Information
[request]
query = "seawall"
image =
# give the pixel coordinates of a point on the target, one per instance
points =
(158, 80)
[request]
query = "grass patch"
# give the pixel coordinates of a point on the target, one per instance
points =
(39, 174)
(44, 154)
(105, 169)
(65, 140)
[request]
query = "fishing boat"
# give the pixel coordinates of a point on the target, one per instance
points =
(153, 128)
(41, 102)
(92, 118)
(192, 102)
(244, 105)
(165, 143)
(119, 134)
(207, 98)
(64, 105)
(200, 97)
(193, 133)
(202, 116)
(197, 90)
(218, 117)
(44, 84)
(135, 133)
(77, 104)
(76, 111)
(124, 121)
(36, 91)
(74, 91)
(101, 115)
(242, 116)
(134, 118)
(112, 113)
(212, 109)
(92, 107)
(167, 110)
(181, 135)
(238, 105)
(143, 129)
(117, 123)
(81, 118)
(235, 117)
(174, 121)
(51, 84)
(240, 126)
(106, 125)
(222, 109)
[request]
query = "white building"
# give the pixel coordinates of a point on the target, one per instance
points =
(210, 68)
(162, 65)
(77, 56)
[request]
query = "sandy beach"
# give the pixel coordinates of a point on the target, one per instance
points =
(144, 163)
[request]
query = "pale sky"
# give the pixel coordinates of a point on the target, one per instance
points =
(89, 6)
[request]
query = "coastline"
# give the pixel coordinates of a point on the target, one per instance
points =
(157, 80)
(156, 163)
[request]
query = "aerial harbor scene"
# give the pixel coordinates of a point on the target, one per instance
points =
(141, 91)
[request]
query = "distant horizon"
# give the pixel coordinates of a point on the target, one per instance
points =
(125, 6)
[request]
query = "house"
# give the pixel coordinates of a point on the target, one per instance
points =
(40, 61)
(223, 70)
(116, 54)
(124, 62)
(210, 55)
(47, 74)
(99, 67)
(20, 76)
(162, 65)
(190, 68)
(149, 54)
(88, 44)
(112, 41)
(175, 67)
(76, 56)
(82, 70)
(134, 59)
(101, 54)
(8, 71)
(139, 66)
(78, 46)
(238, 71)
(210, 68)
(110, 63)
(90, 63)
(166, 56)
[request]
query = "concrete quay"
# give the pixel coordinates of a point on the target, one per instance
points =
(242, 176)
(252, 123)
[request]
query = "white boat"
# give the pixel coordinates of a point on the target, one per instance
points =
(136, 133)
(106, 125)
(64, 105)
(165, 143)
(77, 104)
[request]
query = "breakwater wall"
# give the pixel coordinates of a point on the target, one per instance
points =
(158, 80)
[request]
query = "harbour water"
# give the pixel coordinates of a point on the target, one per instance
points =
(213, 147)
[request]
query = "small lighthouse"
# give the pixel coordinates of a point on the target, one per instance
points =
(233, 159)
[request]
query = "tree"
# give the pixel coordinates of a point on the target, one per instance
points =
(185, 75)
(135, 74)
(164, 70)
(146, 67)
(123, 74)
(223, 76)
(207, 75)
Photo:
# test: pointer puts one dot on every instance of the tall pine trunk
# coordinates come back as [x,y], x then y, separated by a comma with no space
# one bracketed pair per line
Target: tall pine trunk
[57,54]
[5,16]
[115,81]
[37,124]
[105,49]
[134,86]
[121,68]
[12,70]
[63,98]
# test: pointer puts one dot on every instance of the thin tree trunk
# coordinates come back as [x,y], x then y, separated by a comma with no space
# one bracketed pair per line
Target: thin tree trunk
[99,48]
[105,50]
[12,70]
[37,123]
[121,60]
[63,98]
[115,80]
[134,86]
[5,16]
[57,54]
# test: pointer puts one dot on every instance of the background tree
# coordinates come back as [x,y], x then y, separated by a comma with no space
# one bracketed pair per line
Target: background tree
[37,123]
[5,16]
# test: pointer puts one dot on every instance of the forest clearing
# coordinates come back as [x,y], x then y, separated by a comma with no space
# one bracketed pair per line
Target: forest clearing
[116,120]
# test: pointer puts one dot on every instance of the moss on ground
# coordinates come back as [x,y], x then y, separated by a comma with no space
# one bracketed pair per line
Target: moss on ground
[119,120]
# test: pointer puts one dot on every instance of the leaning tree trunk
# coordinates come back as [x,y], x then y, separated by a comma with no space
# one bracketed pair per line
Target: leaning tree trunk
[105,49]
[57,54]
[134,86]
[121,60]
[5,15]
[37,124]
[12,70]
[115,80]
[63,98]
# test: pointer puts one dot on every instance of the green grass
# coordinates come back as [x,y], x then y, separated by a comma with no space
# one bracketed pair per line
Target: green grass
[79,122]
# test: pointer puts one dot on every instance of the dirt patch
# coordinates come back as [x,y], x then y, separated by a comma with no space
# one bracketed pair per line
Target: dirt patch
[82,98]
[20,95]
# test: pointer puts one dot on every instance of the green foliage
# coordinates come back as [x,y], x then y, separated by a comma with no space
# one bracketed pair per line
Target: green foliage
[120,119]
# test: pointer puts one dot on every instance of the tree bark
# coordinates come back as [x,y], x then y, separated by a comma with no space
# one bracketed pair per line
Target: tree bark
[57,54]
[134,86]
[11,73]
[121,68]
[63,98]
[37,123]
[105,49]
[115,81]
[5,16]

Exercise directions
Everything from the line holding "the green foliage" through the final line of the material must be given again exactly, and nothing outside that stretch.

Your solution
# test: pointer puts one dot on every instance of the green foliage
# coordinates come back as [x,y], x then y, separated by a comma with no space
# one bracketed pair per line
Target: green foliage
[120,119]
# test: pointer puts one dot on every instance of the tree bark
# coordinates come back as [x,y], x then y, separated by a comma with no space
# one bracketed pair per line
Target: tree bark
[57,54]
[134,86]
[11,73]
[121,68]
[63,98]
[37,123]
[105,49]
[115,81]
[5,16]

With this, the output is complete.